(Records drawn from a dataset)
=-=-=-=-=
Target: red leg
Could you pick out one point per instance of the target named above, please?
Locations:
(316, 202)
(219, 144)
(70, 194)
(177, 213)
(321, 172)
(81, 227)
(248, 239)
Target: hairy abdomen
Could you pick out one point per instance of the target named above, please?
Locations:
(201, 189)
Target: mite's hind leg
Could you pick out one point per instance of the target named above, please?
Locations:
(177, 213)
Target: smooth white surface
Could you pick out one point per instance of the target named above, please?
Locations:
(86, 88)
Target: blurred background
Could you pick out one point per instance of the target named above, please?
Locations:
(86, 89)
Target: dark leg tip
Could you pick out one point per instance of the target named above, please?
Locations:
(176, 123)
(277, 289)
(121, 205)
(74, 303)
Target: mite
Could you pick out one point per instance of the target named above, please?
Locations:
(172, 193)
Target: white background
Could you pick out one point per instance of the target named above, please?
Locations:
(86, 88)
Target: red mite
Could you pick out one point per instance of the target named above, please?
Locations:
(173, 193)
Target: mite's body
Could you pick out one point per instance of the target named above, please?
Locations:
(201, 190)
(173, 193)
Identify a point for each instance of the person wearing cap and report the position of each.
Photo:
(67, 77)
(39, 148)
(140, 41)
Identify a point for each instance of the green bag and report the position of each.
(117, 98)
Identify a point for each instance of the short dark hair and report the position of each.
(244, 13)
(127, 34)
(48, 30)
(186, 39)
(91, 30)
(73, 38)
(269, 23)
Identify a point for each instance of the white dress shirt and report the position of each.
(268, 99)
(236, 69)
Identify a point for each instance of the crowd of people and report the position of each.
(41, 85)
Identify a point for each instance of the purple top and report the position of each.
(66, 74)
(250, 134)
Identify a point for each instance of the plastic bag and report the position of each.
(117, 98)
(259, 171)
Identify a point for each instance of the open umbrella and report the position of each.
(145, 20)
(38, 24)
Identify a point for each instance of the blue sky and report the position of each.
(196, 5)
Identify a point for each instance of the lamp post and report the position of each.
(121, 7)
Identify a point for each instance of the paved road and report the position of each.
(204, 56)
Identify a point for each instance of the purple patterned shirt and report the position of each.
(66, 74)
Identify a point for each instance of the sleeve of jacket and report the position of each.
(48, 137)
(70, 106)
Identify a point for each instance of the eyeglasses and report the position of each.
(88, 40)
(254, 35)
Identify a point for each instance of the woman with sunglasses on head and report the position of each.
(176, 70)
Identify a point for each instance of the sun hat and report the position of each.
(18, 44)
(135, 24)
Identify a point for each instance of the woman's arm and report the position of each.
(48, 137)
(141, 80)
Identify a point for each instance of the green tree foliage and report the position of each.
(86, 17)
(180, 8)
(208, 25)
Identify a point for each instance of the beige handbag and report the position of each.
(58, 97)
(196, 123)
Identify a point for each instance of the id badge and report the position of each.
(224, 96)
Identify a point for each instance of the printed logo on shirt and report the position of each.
=-=-=-=-=
▸ **Exercise**: Filter the entries above down to the lines that contain the word "mite".

▸ **Exercise result**:
Target: mite's hind leg
Target: mite
Target: red mite
Target: mite's body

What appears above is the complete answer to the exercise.